Supplied records:
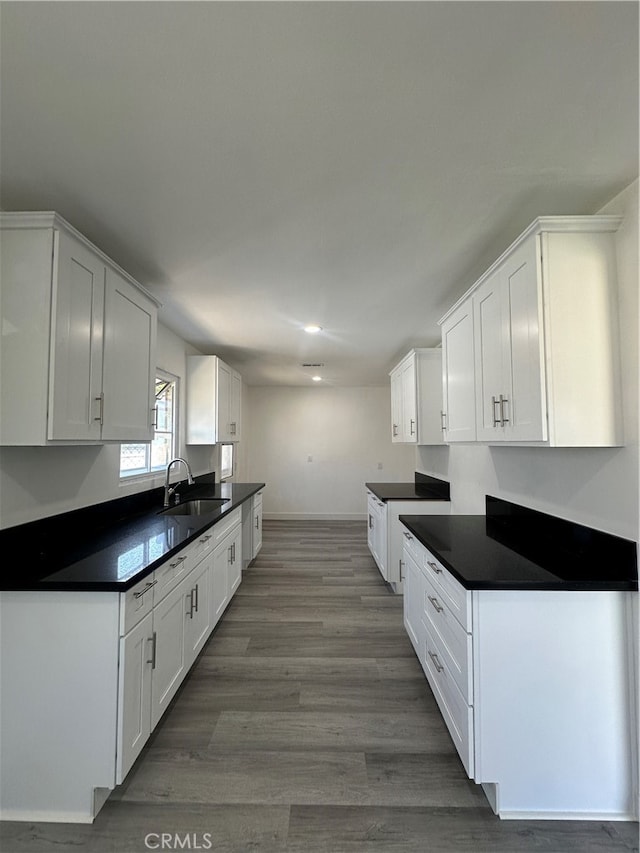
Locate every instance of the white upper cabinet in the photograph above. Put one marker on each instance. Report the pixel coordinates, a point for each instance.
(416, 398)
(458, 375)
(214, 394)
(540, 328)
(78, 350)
==
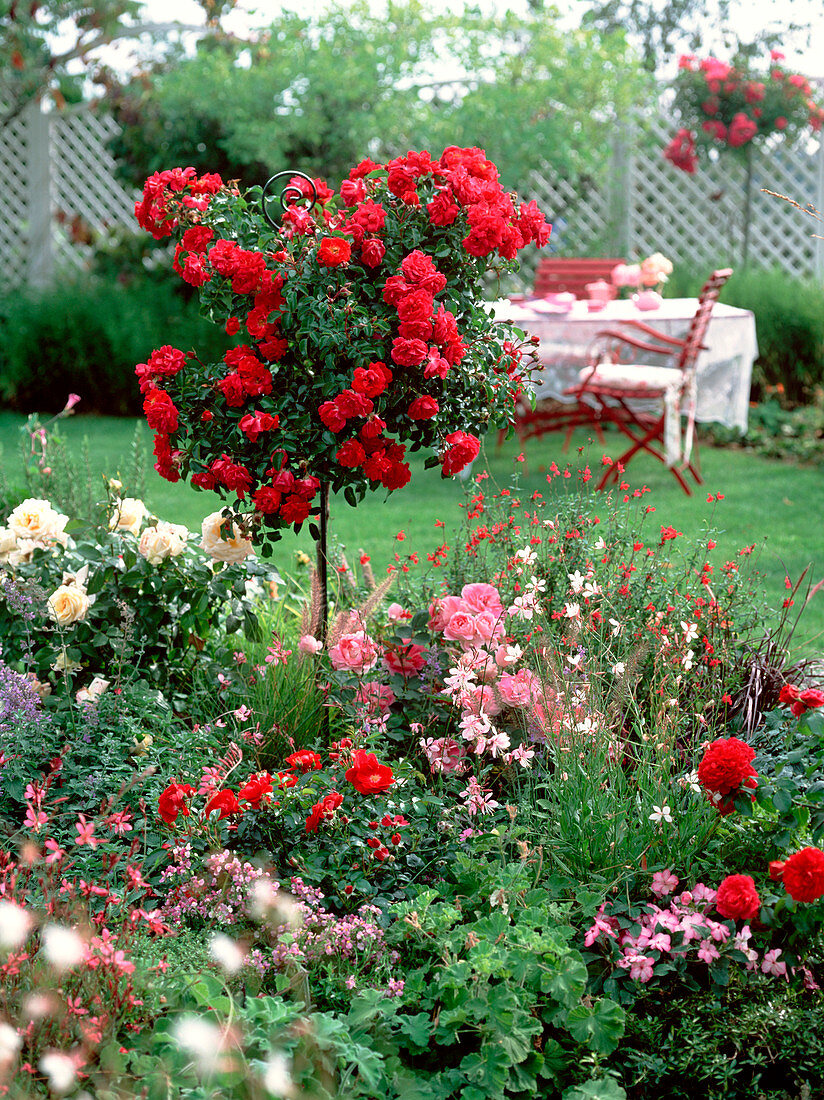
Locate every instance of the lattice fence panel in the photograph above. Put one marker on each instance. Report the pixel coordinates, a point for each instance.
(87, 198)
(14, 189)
---
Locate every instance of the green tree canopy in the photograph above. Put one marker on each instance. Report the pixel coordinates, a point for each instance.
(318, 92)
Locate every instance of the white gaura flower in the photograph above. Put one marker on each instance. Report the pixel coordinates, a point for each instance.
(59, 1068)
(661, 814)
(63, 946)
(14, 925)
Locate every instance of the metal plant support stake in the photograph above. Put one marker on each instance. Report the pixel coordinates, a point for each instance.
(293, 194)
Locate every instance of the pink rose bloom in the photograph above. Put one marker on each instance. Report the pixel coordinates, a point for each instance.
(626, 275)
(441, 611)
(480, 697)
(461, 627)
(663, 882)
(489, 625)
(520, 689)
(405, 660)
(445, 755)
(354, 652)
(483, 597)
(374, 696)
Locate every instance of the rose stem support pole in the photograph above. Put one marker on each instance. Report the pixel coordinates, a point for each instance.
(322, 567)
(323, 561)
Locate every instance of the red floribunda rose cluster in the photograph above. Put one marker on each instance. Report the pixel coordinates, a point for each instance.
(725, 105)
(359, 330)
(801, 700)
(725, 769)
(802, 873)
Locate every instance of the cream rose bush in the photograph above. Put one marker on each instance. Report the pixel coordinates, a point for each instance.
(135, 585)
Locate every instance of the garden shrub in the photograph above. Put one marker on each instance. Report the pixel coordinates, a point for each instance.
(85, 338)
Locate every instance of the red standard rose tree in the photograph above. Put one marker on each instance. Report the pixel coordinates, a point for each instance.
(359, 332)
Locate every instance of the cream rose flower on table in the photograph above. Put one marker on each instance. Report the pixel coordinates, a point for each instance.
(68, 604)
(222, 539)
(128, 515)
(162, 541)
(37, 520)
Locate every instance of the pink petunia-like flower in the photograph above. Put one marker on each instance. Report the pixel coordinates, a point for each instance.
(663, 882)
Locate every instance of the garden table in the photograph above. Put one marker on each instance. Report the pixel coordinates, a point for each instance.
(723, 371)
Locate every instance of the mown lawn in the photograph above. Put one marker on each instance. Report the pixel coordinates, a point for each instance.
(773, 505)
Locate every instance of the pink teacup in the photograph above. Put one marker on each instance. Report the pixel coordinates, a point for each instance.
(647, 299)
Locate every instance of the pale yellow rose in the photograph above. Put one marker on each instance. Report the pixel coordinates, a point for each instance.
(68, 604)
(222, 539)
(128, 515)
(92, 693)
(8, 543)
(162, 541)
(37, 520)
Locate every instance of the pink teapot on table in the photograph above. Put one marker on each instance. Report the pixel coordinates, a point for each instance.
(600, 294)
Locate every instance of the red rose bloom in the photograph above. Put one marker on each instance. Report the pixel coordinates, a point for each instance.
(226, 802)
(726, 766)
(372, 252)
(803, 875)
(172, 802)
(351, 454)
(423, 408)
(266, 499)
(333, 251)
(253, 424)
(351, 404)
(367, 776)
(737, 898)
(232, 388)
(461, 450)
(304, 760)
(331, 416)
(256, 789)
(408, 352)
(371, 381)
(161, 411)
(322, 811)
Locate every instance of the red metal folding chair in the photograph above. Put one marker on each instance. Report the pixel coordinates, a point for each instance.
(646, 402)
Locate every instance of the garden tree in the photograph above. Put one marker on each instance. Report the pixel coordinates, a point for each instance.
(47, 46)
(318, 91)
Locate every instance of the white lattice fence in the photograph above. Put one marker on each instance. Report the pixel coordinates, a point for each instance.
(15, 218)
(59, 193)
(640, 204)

Task instructions: Pick out each line of the data above that includes the word "cream" and copy those lines.

Answer to this problem:
Locate every instance of the cream rose bush in the photograph above. Put one marker on each instance. Report the pixel coordinates, a point for each instance.
Locate every instance of the cream rose flower on table in the photograph above. Put one marker on each instance. Report the pixel coordinates, a point for each instance.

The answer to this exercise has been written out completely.